◆ **Testo da analizzare**
::::

Dall’astinenza si deve arrivare alla sobrietà e questo richiede un cambiamento dello stile di vita. In club si mira a ritrovare l’equilibrio dei rapporti: l’armonia, la pace interiore, la voglia di vivere, di impegnarsi nel lavoro, nelle relazioni umane, sociali.
Le “medicine del club”, gli strumenti del club per ottenere questo sono l’amicizia, l’amore, la solidarietà, l’accoglienza. Così si ritrovano e si imparano le dinamiche sociali: per questo si parla di ecologia sociale. Ciò che si sperimenta nei club, lo si porta nella vita di ogni giorno. La vita è ben più del club; ma il club aiuta a vivere, a divenire cittadini attivi, responsabili.
Attraverso questo processo - perché il club avvia un processo di crescita umana - le famiglie, i servitori insegnanti, i professionisti agiscono sulla società, sulla cultura generale esistente.
Il prof. Hudolin ha sempre proposto mete alte, molto alte: dalla pace nel cuore alla pace nella famiglia, nella società, nel mondo. Ha vissuto la guerra nell’ex Jugoslavia: ha visto la crisi dei club nella sua patria. “Senza pace, non c’è sviluppo umano” diceva. Aspirava che la terra diventasse “il pianeta azzurro”. Un sogno? Certo, ma anche un progetto che determina un cambiamento di mentalità nell’oggi, nel quotidiano.

::::

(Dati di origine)
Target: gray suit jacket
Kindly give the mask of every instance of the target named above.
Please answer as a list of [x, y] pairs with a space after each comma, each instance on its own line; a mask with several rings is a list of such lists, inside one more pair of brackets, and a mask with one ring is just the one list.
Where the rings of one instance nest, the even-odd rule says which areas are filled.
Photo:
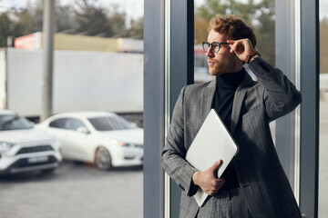
[[[261, 57], [249, 66], [259, 82], [246, 74], [235, 94], [231, 126], [240, 146], [233, 161], [241, 192], [254, 218], [301, 217], [269, 127], [271, 121], [301, 103], [301, 94], [279, 69]], [[197, 170], [185, 161], [185, 155], [211, 108], [215, 88], [213, 80], [181, 90], [162, 152], [164, 170], [182, 190], [181, 218], [195, 217], [200, 210], [192, 197], [191, 178]], [[217, 203], [215, 195], [208, 198], [199, 217], [217, 217], [219, 208], [211, 206]]]

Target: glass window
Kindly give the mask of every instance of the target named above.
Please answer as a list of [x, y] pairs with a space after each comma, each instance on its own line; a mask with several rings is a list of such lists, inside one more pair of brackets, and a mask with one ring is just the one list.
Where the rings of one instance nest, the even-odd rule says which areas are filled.
[[33, 124], [18, 115], [0, 115], [0, 131], [30, 129]]
[[97, 131], [125, 130], [134, 127], [126, 119], [115, 114], [112, 116], [88, 118], [88, 121]]

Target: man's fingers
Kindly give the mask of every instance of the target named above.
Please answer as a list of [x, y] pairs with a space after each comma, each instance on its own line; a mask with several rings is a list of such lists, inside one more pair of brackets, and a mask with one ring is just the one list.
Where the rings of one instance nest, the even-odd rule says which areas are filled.
[[210, 168], [214, 174], [218, 172], [219, 167], [222, 164], [222, 160], [217, 161]]

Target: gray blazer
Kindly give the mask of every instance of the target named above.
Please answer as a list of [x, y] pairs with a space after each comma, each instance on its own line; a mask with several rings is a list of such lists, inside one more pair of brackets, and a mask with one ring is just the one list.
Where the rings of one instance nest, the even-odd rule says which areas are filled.
[[[241, 192], [254, 218], [301, 217], [269, 127], [270, 122], [292, 112], [301, 103], [301, 93], [279, 69], [261, 57], [249, 66], [259, 82], [246, 74], [235, 94], [231, 126], [240, 146], [233, 161]], [[193, 218], [200, 210], [192, 197], [195, 192], [191, 178], [197, 170], [185, 161], [185, 155], [211, 108], [215, 83], [213, 80], [182, 88], [162, 152], [164, 170], [182, 190], [181, 218]], [[217, 203], [215, 195], [208, 198], [199, 217], [216, 217], [218, 206], [210, 205]]]

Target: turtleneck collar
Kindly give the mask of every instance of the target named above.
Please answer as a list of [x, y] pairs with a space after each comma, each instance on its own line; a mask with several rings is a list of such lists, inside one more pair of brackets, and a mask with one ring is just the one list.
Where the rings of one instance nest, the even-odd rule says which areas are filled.
[[216, 76], [216, 86], [219, 88], [236, 89], [245, 75], [245, 69]]

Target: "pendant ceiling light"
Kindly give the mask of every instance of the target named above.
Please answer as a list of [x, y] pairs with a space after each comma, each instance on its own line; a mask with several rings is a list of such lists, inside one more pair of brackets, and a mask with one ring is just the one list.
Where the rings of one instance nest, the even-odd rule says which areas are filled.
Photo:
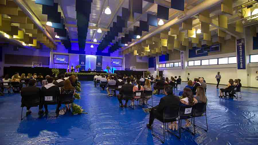
[[105, 13], [107, 15], [110, 15], [111, 14], [111, 10], [109, 8], [109, 1], [108, 1], [108, 6], [107, 8], [105, 9]]
[[52, 26], [52, 23], [51, 22], [48, 21], [47, 22], [47, 23], [46, 24], [48, 26]]

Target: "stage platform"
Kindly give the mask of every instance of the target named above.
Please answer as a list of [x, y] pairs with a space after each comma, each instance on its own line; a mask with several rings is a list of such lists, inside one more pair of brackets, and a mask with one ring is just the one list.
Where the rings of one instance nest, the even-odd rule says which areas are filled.
[[[33, 107], [32, 114], [21, 121], [20, 94], [0, 96], [0, 144], [162, 144], [146, 128], [149, 114], [141, 107], [136, 106], [134, 110], [120, 108], [116, 98], [108, 97], [106, 91], [94, 87], [93, 81], [80, 82], [81, 99], [75, 103], [87, 114], [68, 113], [57, 118], [55, 106], [52, 105], [48, 106], [47, 116], [38, 118], [38, 108]], [[182, 89], [185, 85], [182, 82]], [[208, 132], [198, 128], [196, 135], [192, 135], [183, 131], [181, 140], [167, 133], [164, 144], [257, 144], [258, 89], [243, 88], [241, 99], [228, 100], [218, 97], [219, 90], [215, 87], [207, 85]], [[178, 90], [175, 91], [177, 95]], [[154, 95], [155, 105], [163, 96]], [[205, 117], [196, 121], [204, 126], [202, 124]], [[156, 120], [154, 124], [155, 132], [163, 134], [163, 124]]]

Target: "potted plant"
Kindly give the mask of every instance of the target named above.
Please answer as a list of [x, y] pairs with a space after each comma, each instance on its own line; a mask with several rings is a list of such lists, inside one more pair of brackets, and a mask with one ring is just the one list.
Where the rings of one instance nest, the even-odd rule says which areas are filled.
[[57, 77], [57, 75], [59, 74], [59, 69], [58, 68], [52, 68], [52, 72], [53, 73], [53, 75], [55, 74], [55, 77]]
[[81, 68], [81, 65], [79, 65], [75, 66], [75, 68], [77, 70], [77, 72], [79, 72], [79, 68]]
[[110, 67], [109, 66], [107, 66], [107, 67], [106, 67], [106, 69], [108, 70], [108, 72], [110, 70]]

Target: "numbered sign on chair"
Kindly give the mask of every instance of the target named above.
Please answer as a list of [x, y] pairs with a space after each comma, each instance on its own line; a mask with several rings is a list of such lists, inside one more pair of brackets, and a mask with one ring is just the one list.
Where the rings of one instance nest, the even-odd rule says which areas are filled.
[[45, 96], [45, 101], [53, 101], [53, 96]]
[[190, 114], [192, 113], [192, 108], [185, 108], [185, 114]]
[[141, 96], [141, 92], [137, 92], [136, 93], [136, 96]]

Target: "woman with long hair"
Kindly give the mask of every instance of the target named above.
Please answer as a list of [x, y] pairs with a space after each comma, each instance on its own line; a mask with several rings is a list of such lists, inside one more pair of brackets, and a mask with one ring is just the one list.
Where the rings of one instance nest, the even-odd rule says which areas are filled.
[[[144, 89], [143, 88], [143, 87], [141, 85], [141, 82], [139, 80], [137, 80], [136, 81], [136, 83], [137, 85], [134, 86], [134, 87], [133, 88], [133, 91], [134, 92], [136, 91], [144, 91]], [[132, 102], [131, 104], [131, 105], [132, 106], [134, 106], [134, 98], [136, 96], [134, 96], [134, 98], [132, 99]], [[138, 98], [137, 98], [138, 99]], [[142, 104], [142, 99], [140, 99], [139, 101], [140, 101], [140, 105], [141, 104], [141, 104]]]
[[[195, 102], [193, 97], [193, 92], [190, 89], [185, 88], [184, 89], [182, 96], [184, 98], [180, 100], [180, 102], [184, 105], [193, 106], [194, 105]], [[191, 122], [188, 119], [185, 119], [186, 124], [185, 126], [189, 127], [191, 125]]]
[[197, 87], [196, 95], [194, 98], [194, 100], [196, 104], [198, 103], [207, 102], [207, 98], [205, 95], [205, 90], [202, 87], [199, 86]]
[[[61, 88], [60, 92], [61, 94], [72, 94], [73, 95], [74, 95], [75, 93], [75, 89], [74, 87], [72, 86], [70, 81], [68, 79], [65, 80], [64, 82], [64, 87]], [[69, 105], [69, 106], [68, 105]], [[71, 105], [71, 104], [70, 103], [69, 104], [66, 104], [65, 105], [66, 106], [67, 110], [70, 109]]]
[[[225, 89], [220, 89], [220, 97], [225, 97], [224, 95], [224, 92], [225, 94], [227, 93], [230, 92], [232, 91], [232, 89], [234, 89], [234, 81], [233, 79], [229, 79], [228, 81], [228, 83], [227, 85], [227, 87]], [[221, 94], [222, 95], [221, 95]]]
[[26, 79], [26, 77], [25, 76], [25, 74], [23, 73], [22, 74], [22, 75], [21, 76], [21, 79]]

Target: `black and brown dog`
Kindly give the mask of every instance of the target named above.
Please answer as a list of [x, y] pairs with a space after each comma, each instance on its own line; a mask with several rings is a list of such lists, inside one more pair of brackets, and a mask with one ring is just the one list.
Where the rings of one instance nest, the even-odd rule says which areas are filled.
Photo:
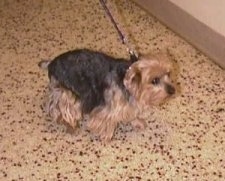
[[146, 106], [157, 105], [175, 93], [171, 67], [162, 55], [138, 61], [113, 58], [87, 49], [69, 51], [52, 61], [41, 61], [50, 79], [46, 112], [56, 121], [87, 127], [108, 141], [120, 122], [143, 129], [139, 117]]

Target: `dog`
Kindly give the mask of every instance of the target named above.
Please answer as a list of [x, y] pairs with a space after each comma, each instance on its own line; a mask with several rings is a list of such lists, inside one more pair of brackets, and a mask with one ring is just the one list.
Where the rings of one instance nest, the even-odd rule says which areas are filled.
[[82, 120], [103, 141], [110, 141], [120, 123], [144, 129], [144, 108], [159, 105], [175, 93], [171, 65], [162, 55], [137, 61], [102, 52], [77, 49], [39, 67], [48, 70], [49, 93], [45, 111], [51, 119], [73, 130]]

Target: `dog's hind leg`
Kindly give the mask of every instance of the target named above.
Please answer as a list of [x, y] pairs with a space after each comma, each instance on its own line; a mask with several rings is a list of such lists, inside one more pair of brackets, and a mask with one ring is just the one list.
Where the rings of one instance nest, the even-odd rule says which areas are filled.
[[50, 81], [45, 110], [53, 121], [63, 123], [73, 130], [82, 119], [79, 99], [70, 90], [59, 85], [54, 78]]

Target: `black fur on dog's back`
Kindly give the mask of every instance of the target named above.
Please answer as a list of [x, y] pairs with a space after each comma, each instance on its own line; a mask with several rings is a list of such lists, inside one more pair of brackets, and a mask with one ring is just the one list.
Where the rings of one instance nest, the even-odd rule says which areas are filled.
[[89, 113], [105, 103], [104, 91], [110, 86], [110, 81], [116, 82], [124, 94], [129, 94], [123, 79], [130, 65], [131, 62], [125, 59], [79, 49], [61, 54], [51, 61], [48, 75], [75, 93], [82, 103], [82, 112]]

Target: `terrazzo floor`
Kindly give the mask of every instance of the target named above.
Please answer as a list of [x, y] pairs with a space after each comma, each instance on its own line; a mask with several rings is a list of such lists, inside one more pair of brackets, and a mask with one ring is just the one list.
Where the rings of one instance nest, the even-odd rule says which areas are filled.
[[126, 48], [97, 0], [1, 0], [0, 180], [225, 180], [225, 71], [132, 1], [108, 2], [141, 53], [169, 52], [176, 96], [146, 111], [144, 131], [120, 126], [108, 144], [67, 133], [41, 109], [48, 78], [37, 63]]

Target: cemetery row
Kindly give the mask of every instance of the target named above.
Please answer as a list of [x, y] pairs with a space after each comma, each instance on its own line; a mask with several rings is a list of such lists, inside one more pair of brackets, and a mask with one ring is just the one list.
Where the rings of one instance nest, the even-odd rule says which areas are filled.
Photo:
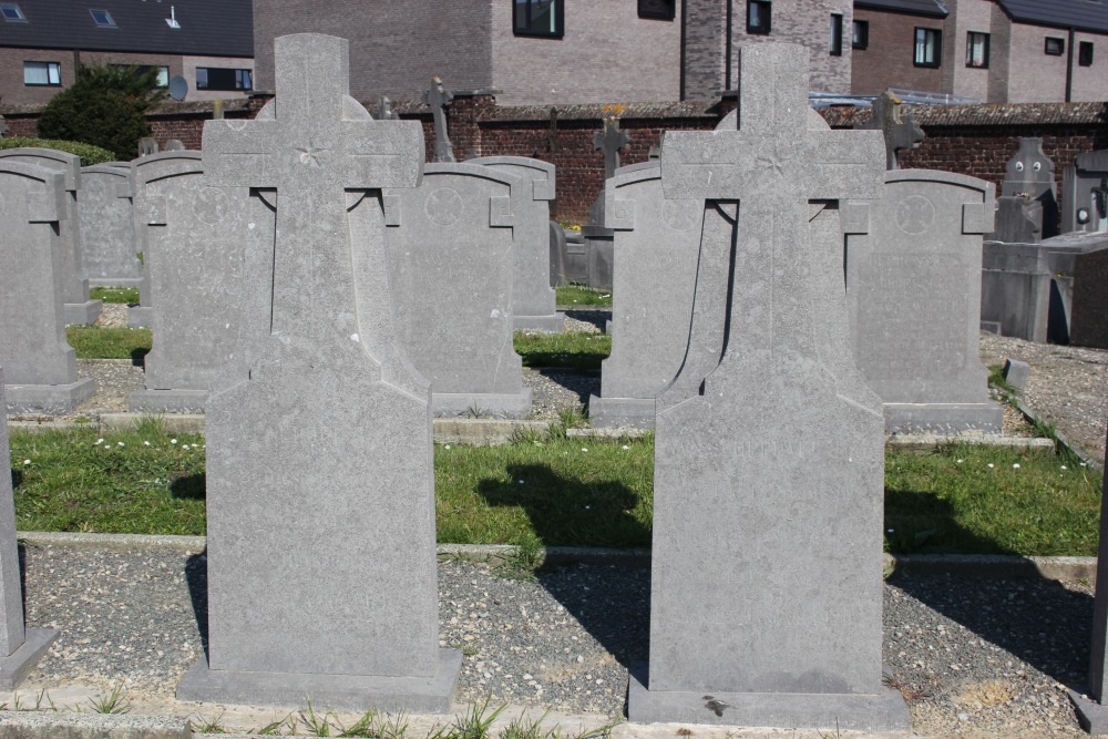
[[[343, 40], [275, 45], [257, 120], [209, 122], [202, 156], [146, 157], [129, 181], [155, 329], [144, 396], [206, 413], [208, 649], [177, 696], [442, 711], [461, 654], [438, 642], [431, 415], [476, 393], [526, 402], [512, 330], [558, 320], [553, 173], [424, 166], [418, 124], [347, 94]], [[623, 360], [624, 377], [650, 368], [640, 396], [603, 386], [657, 428], [649, 660], [628, 714], [903, 729], [881, 669], [884, 431], [999, 431], [976, 351], [993, 189], [885, 173], [879, 132], [809, 109], [802, 48], [741, 62], [741, 120], [667, 135], [657, 166], [613, 171], [603, 206], [644, 254], [615, 263], [617, 300], [642, 300], [615, 339], [657, 360]], [[23, 296], [4, 321], [21, 333], [0, 357], [72, 386], [55, 276], [81, 244], [63, 240], [76, 174], [0, 172], [24, 245], [4, 290]], [[659, 296], [684, 301], [676, 317]], [[31, 386], [8, 382], [24, 402]]]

::::

◆ **Compiti dell'esercizio**
• A. Per ciascuna delle affermazioni seguenti indichi se concorda con il brano sul club, rispondendo sì o no e citando alla lettera le parole del brano che lo stabiliscono: (i) tra gli strumenti del club figurano l'amicizia e la solidarietà; (ii) la vita si esaurisce interamente nel club; (iii) il prof. Hudolin ha vissuto la guerra nell'ex Jugoslavia.
• B. Trascriva fedelmente la parte del brano sul club che si apre con le parole contenenti "Dall’astinenza si deve" e si chiude con "relazioni umane, sociali.".
I dati provengono da un'altra fonte.

◆ **Soluzioni in ordine**
• A.
(i) Sì: «gli strumenti del club per ottenere questo sono l’amicizia, l’amore, la solidarietà, l’accoglienza»
(ii) No: «La vita è ben più del club»
(iii) Sì: «Ha vissuto la guerra nell’ex Jugoslavia»

• B.
Dall’astinenza si deve arrivare alla sobrietà e questo richiede un cambiamento dello stile di vita. In club si mira a ritrovare l’equilibrio dei rapporti: l’armonia, la pace interiore, la voglia di vivere, di impegnarsi nel lavoro, nelle relazioni umane, sociali.